Records of labeled boxes:
►
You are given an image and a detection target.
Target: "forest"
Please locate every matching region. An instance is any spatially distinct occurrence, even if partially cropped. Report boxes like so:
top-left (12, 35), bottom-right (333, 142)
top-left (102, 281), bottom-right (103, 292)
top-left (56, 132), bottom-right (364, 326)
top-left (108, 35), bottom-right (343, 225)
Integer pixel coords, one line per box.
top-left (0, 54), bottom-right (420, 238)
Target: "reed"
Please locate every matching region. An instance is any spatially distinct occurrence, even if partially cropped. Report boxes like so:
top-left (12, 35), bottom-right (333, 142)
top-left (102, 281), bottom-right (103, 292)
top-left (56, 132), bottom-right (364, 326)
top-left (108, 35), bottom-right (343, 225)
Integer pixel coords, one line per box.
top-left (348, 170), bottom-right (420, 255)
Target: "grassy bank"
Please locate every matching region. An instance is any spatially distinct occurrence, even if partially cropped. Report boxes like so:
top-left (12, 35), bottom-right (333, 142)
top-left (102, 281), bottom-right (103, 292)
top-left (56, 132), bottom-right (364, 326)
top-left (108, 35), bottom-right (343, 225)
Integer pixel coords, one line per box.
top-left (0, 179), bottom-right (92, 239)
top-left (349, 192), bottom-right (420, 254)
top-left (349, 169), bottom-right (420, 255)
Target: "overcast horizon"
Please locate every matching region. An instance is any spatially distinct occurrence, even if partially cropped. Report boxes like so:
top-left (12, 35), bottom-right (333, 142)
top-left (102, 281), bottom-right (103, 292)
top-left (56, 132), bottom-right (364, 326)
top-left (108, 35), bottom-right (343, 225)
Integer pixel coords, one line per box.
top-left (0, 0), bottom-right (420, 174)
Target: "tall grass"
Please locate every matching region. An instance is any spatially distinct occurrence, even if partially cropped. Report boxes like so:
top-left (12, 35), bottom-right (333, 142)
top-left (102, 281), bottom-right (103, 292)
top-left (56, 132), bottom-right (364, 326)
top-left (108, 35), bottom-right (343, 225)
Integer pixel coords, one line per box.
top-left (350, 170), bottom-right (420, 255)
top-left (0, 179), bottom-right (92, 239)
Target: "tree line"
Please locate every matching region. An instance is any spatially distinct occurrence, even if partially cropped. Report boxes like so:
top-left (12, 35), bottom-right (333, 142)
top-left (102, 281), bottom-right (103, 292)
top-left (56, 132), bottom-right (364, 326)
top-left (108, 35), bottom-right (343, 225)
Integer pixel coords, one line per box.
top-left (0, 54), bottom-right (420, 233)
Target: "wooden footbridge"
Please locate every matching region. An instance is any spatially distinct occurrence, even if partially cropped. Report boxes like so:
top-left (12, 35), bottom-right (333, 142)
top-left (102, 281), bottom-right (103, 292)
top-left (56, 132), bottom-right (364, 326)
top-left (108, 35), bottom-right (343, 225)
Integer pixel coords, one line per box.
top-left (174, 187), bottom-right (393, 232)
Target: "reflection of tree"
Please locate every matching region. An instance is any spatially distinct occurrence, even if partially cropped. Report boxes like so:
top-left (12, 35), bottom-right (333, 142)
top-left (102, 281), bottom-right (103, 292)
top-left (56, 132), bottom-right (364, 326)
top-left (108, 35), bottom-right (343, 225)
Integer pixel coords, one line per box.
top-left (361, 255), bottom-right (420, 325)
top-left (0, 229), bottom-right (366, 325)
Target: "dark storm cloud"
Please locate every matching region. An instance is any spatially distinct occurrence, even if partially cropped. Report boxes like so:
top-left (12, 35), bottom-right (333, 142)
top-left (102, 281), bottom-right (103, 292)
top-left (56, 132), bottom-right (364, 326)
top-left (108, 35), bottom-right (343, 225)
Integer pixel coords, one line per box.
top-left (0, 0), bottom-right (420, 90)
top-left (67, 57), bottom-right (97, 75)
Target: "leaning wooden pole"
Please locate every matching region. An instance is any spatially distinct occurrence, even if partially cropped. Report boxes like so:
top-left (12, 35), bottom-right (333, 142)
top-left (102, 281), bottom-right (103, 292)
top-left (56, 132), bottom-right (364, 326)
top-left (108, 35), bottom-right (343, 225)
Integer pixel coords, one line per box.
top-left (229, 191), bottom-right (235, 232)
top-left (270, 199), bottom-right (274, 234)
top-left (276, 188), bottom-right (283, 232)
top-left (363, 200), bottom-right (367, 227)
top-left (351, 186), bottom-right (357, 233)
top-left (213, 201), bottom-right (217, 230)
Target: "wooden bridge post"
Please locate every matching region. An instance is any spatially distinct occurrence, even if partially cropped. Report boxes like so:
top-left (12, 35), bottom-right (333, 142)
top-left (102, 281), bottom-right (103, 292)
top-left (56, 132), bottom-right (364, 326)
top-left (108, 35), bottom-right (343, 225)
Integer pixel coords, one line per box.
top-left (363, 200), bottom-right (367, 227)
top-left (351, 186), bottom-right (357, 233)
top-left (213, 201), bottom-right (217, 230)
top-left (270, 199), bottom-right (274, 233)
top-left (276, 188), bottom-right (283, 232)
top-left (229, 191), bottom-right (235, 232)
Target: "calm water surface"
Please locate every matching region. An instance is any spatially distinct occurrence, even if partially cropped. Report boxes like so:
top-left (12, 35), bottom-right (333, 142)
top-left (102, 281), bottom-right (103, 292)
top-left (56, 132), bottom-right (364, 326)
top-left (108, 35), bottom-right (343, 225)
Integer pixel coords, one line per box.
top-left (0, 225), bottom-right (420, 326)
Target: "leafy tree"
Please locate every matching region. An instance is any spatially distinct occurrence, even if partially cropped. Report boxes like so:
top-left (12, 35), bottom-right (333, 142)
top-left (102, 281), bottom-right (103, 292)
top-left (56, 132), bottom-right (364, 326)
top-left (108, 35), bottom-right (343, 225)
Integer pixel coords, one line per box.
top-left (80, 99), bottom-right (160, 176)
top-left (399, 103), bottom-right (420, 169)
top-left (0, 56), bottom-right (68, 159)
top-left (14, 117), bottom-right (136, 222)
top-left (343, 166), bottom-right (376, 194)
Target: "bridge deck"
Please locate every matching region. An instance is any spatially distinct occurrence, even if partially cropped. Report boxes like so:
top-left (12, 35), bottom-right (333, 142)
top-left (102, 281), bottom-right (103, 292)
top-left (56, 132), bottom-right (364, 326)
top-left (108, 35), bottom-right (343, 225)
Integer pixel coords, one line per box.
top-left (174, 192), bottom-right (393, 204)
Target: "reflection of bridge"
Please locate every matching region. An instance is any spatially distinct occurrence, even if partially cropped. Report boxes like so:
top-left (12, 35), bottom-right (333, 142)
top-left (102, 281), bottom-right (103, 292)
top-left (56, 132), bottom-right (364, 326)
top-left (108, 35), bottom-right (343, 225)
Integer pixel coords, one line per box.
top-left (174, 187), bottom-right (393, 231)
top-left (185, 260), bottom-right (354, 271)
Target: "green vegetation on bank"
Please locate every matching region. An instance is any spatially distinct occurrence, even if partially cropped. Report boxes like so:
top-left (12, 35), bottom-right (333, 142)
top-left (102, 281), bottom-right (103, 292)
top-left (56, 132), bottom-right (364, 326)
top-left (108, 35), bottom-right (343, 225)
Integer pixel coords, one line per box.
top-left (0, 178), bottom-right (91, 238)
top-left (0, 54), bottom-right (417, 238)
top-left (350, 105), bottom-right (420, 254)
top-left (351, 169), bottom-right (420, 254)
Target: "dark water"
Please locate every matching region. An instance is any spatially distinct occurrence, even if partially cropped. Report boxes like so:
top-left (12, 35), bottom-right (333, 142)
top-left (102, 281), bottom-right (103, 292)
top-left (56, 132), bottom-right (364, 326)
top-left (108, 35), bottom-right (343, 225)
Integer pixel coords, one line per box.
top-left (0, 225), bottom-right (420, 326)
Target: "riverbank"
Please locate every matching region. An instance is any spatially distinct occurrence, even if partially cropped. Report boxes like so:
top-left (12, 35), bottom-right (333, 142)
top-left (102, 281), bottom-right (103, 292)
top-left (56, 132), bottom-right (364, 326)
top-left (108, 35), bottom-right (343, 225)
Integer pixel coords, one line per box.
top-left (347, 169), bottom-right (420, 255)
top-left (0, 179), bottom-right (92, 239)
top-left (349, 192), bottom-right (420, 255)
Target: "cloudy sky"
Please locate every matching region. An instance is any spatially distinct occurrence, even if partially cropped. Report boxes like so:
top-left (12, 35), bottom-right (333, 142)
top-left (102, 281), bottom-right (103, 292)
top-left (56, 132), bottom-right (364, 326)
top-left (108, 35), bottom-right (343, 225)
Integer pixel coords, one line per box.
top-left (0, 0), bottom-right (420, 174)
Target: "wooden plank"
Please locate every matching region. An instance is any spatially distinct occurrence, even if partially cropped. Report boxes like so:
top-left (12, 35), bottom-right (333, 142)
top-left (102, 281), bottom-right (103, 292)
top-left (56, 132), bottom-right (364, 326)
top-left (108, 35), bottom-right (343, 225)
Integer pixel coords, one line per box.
◄
• **Problem requirements**
Please duplicate the data from its first line through the line holding "top-left (0, 54), bottom-right (420, 238)", inclusive, keeping every line the same.

• **The output**
You are given an image and a detection target.
Target: "forest"
Please locate every matching region. An instance is any spatially distinct occurrence, even if partially cropped. Report boxes like so:
top-left (12, 35), bottom-right (333, 142)
top-left (102, 281), bottom-right (103, 292)
top-left (56, 132), bottom-right (364, 326)
top-left (108, 35), bottom-right (343, 225)
Integer pixel coords, one line per box.
top-left (0, 54), bottom-right (420, 238)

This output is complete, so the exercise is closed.